> _WHAT TO PRODUCE_:
Return every line of the rows below word for word, with nothing changed.

> _RECORDS SHOWN_:
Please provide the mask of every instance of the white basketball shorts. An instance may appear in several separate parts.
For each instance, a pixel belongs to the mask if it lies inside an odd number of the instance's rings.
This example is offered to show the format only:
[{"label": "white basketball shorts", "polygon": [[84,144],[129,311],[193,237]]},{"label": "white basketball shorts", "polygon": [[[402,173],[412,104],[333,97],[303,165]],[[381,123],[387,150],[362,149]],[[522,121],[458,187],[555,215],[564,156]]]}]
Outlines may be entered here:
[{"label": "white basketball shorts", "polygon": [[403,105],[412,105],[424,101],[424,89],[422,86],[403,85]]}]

> _RESPONSE TO THIS TASK_:
Please provide the mask of every instance of the white basketball shorts. An instance may appear in several separate parts.
For each instance, a pixel belongs to the mask if it lies inside an odd number of the instance's rings.
This example is offered to show the format only:
[{"label": "white basketball shorts", "polygon": [[84,144],[129,311],[193,237]]},{"label": "white basketball shorts", "polygon": [[[402,173],[412,104],[333,97],[303,165]],[[381,123],[387,150],[362,149]],[[522,121],[458,187],[555,215],[564,156]]]}]
Outlines may be entered here:
[{"label": "white basketball shorts", "polygon": [[403,105],[412,105],[424,101],[424,89],[422,86],[403,85]]}]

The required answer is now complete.